Beranda

Senin, 12 November 2012

Jikalau Sekolah diBubarkan Saja

 
Lomba Blog Gerakan Indonesia Berkibar

Minggu malam kemarin, saya iseng berjalan sendirian mengisi luang waktu menuju pameran buku. Karena tidak berniat membeli atau mencari buku apapun, mata saya hanya sedikit ‘jelalatan’ membaca judul buku-buku baru yang mungkin saja menarik. Ternyata justru bukan judul buku yang menarik perhatian saya, tetapi gambar cover depan yang putih merona, lalu ada pensil patah ditengahnya, judulnya “Sekolah Bubarkan Saja” karangan Chu-Diell. Saya tidak sampai membeli, memang. Tapi karena tidak disegel, saya dapat leluasa untuk membaca sepuasnya.
┄┄┄┄┄┄┄┄┄┄┄┄┄┄┄┄┄┄┄┄
### PERMINTAAN TERTULIS
Lanjutkan tulisan tentang kunjungan ke pameran buku dan buku "Sekolah Bubarkan Saja" mulai dari kalimat terakhirnya. Baris-baris data tidak diperlukan untuk mengerjakan tugas ini.

### DATA YANG DIBERIKAN
┄┄┄┄┄┄┄┄┄┄┄┄┄┄┄┄┄┄┄┄
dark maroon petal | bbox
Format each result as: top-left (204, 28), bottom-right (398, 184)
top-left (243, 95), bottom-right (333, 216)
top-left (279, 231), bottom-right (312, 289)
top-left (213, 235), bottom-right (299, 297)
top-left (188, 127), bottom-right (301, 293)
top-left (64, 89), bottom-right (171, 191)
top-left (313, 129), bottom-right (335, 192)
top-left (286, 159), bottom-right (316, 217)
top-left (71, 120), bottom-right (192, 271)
┄┄┄┄┄┄┄┄┄┄┄┄┄┄┄┄┄┄┄┄
### JAWABAN LATIHAN
Buku ini sedikit banyak mengupas realitas yang ada mengenai persepsi murid terhadap sekolah. Sekolah dalam artian di sini cukup luas. Bisa jadi guru (pengajar)nya, kurikulumnya, tata tertibnya, maupun fasilitasnya. Membaca sekilas isi buku ini membuat saya berpikir, bahwa berbicara mengenai guru, sudah sering kita dengar pepatah lama bahwa guru adalah seorang pahlawan tanpa tanda jasa yang mengajar tanpa pamrih. Mungkin itu benar, tapi itu dulu. Seiring dengan berkembangnya zaman serta kemajuan teknologi, tak ayal tidak semua tenaga pengajar mampu mengikutinya. Ada guru yang ‘kekeuh’ mengajar dengan caranya sendiri (seperti tetap menggunakan cara klasik, berbicara di depan sampai jam pelajaran usai atau sibuk menulis sendiri di papan tulis bagaikan berbicara dengan kapurnya), tanpa mempedulikan muridnya paham atau tidak, mengerti maksud pelajaran yang disampaikan atau belum, bisa saja materi yang disampaikan justru tidak acceptable. Belum lagi, semua murid masih diwajibkan untuk diam ditempat dan tangan dilipat. Satu-satunya hal yang masih bisa dicontoh dari sikap guru yang seperti itu adalah dia begitu konsisten, konsisten terhadap ketertinggalannya. Oh Gosh!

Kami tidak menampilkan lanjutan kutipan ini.